SOURCE DATA
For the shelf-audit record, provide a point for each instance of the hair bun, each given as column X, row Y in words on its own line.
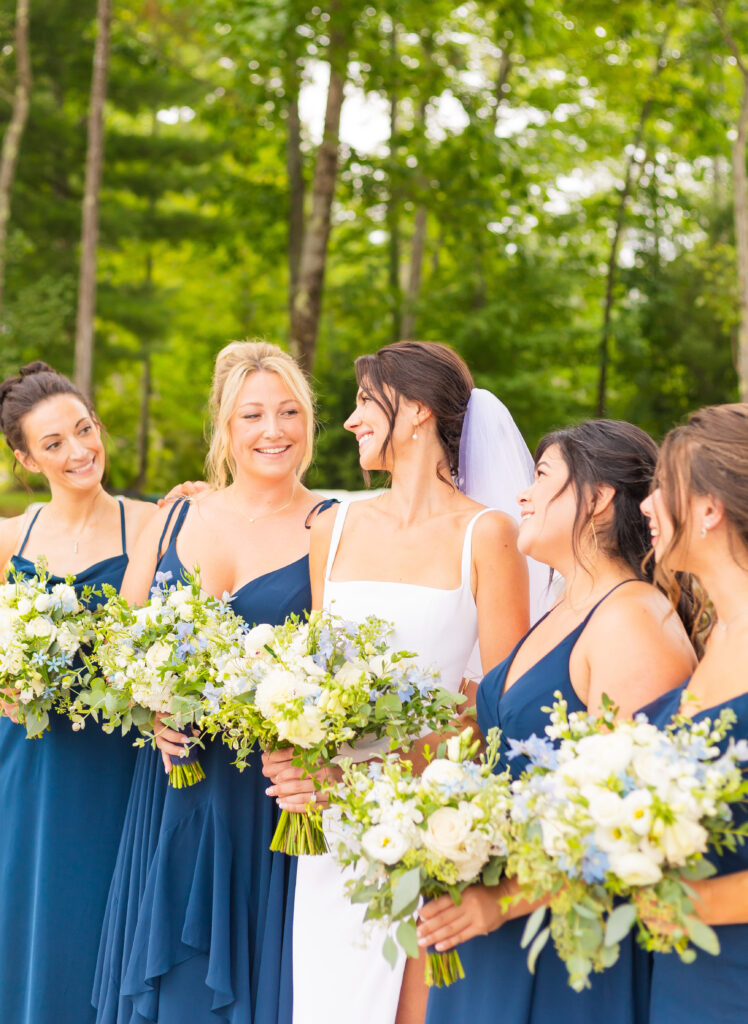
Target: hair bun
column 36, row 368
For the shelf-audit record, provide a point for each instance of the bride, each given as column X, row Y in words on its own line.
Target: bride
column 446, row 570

DIRECTIVE
Render every item above as a two-column CSV with the header columns "instruction" and "output", one row per item, placing the item's text under instruction and its answer under output, with each field quoted and its line breaks replaced by spaces. Leave the pictures out.

ANSWER BELOW
instruction,output
"For the shelf-audit record, provide a point for each instance of the hair bun, each given as column X, row Y in words on its own line. Target: hair bun","column 36, row 368"
"For the shelf-audit record, provide a point for each instance of the bride, each given as column X, row Y in words on its own line. Target: bride","column 446, row 570"